* Begin Material for this task *

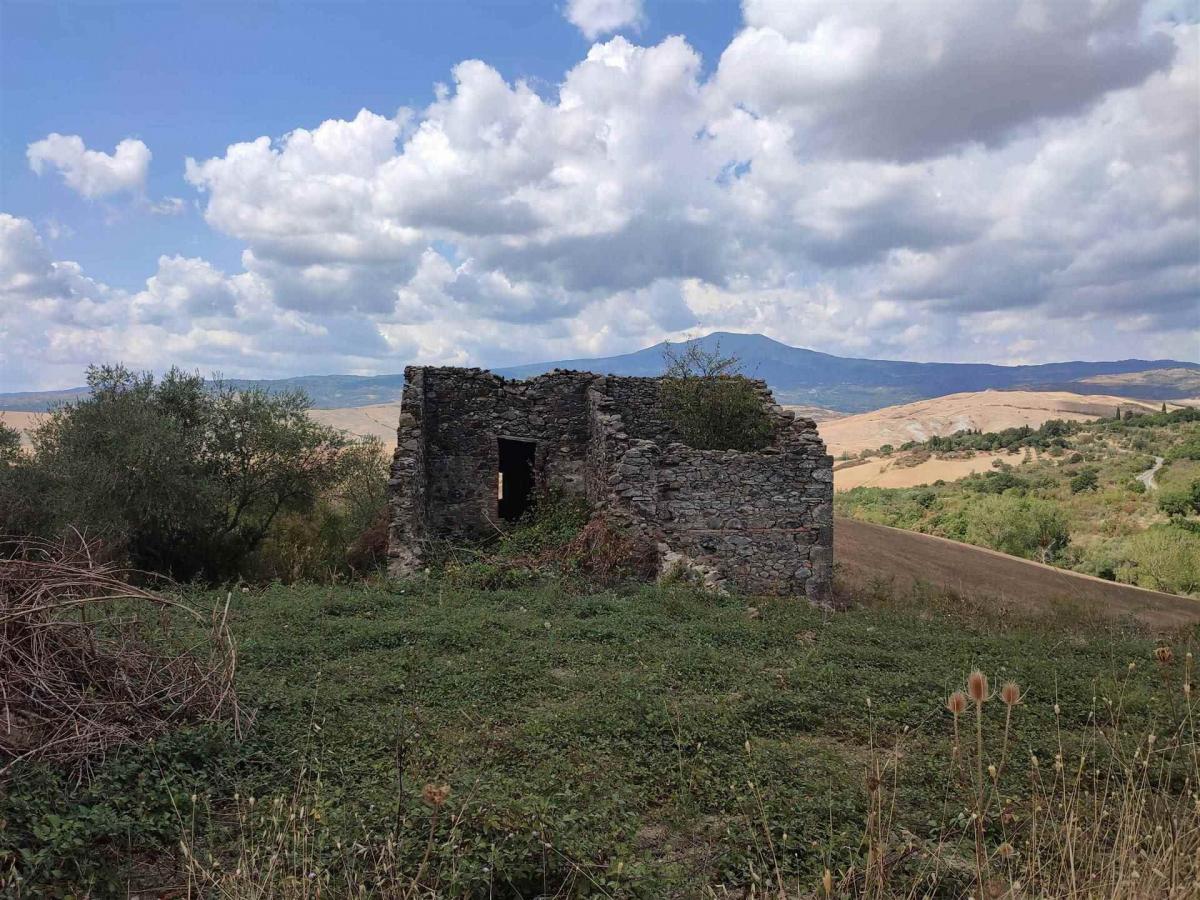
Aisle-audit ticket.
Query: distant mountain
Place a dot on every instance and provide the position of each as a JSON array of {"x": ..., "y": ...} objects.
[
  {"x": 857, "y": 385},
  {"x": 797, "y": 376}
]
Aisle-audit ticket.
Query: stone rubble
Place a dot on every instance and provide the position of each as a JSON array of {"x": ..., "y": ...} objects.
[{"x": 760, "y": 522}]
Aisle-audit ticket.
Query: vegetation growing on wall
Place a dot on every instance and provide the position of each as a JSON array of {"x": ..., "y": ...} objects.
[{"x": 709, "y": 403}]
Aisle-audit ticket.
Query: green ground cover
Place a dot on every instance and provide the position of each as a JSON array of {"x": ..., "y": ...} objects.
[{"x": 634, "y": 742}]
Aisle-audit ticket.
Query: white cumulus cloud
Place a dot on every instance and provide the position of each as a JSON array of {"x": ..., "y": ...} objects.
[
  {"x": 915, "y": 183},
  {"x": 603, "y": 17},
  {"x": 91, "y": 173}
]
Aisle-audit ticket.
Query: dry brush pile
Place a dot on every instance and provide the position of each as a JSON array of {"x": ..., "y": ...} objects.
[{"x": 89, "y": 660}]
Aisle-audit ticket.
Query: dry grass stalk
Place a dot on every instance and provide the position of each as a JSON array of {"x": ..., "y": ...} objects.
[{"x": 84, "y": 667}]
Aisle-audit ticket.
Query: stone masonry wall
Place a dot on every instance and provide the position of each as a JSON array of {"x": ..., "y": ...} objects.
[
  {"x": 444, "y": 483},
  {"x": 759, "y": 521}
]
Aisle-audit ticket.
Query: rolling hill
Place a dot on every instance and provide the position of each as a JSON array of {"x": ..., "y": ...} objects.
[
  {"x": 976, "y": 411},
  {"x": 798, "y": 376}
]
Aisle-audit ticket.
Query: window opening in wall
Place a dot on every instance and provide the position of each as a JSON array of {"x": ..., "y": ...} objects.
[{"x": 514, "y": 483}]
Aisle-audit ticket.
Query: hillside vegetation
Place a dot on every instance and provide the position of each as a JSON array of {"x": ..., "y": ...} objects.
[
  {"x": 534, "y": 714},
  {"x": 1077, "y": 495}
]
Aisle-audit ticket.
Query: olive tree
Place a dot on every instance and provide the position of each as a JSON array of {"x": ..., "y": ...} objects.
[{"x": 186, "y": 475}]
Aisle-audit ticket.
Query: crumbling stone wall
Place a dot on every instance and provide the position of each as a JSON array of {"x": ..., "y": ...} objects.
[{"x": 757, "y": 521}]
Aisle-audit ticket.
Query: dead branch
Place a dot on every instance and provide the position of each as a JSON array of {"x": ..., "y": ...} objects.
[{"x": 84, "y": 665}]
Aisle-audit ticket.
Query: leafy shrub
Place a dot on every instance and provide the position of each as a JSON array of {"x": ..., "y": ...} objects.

* End Material for this task *

### Task requirements
The records above must be printed exactly; the pictures stay out.

### Task response
Aisle-audit ticket.
Query: distant mountain
Place a dot on every instance and provide the position of each as a JSON array of {"x": ..., "y": ...} objects.
[
  {"x": 857, "y": 385},
  {"x": 797, "y": 376}
]
Aisle-audit ticket.
Query: stone rubble
Place a dot on every instance and provide the position of each as a JSON array of {"x": ..., "y": ...} objects.
[{"x": 760, "y": 522}]
Aisle-audit ticket.
Query: vegetation growing on wall
Place a dot on every instance and provide the position of each as a JSON array of {"x": ..., "y": ...} objects.
[{"x": 709, "y": 403}]
Aisle-audit ticket.
Query: green ground cover
Place a dot on every instance and provide the position of each as a JSON array of {"x": ..., "y": ...} objects.
[{"x": 634, "y": 742}]
Aisle-audit ticket.
Query: white cumulus cloud
Place a dot on every instance and provide the position of each as a JSON array of {"x": ..., "y": ...} objects.
[
  {"x": 915, "y": 183},
  {"x": 603, "y": 17},
  {"x": 91, "y": 173}
]
Aisle-audit ticket.
Query: dry brush pile
Place a dot on every instance and provide the position of each as a JSON array of {"x": ..., "y": ...} objects.
[{"x": 89, "y": 660}]
Aisle-audit ticket.
Query: dry grass stalk
Place a dot on every instance and provide the position of each as a JSON array of {"x": ..., "y": ...} objects.
[{"x": 84, "y": 667}]
Aisle-audit ticket.
Query: stone masonry wall
Place a dot on every instance and provide the position of each as a JSON array of {"x": ..., "y": ...} objects.
[
  {"x": 444, "y": 483},
  {"x": 759, "y": 521}
]
Aisle-audit ticket.
Query: rolling hill
Place a dot on every instance and provide the position of each as a JSON array of {"x": ..., "y": ...} objects.
[
  {"x": 976, "y": 411},
  {"x": 798, "y": 376}
]
Aisle-audit ticket.
Query: window opening in wall
Place a dot on every instance and provide the position of each as a JSON array of {"x": ..., "y": ...} objects.
[{"x": 514, "y": 483}]
Aisle-audit ticket.
Query: hillside vegetation
Place a dot on every instance and provide the position of each as a JSON array of {"x": ..., "y": ...} objects.
[
  {"x": 534, "y": 714},
  {"x": 1077, "y": 495}
]
Aisle-audit ticket.
Query: olive tree
Place a dot on every instance and provide the position of each as a JSON array of {"x": ..., "y": ...} objects.
[{"x": 186, "y": 475}]
Aisle-audit ticket.
Query: crumbling stone wall
Place a dot on every instance and provide the position of each as a JSON array of {"x": ..., "y": ...} objects.
[{"x": 757, "y": 521}]
Aisle-audit ticket.
Query: dead branch
Place a dot on every instance and provide the position of each as a JSON array of {"x": ..., "y": ...} objects.
[{"x": 84, "y": 665}]
Aisle-audit ticket.
Query: leafy shrub
Place a dot on every instance and provide the position of each as a JSON array of {"x": ..., "y": ...} objects.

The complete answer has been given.